§ **Goal**
Can you rewrite the data below as a numbered list of its lines, skipping blank lines and leaving out the pictures?

# Start of Items

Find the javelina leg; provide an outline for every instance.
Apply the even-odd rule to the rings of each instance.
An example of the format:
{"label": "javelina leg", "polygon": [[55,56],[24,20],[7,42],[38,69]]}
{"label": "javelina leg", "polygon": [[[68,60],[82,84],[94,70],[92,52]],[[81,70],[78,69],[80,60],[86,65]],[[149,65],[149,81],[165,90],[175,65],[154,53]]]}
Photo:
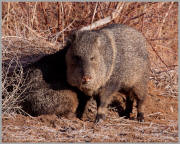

# End of Items

§ **Answer to the task**
1. Find the javelina leg; provide an outline for every instance.
2. Apply the even-odd rule to the rings of each instance.
3. An example of the format:
4. {"label": "javelina leg", "polygon": [[55,56],[24,20],[7,42],[38,69]]}
5. {"label": "javelina leg", "polygon": [[[68,60],[82,84],[94,70],[92,52]],[[81,70],[78,69],[80,60],[86,65]],[[149,65],[149,81],[165,90],[175,65],[154,53]]]}
6. Photo:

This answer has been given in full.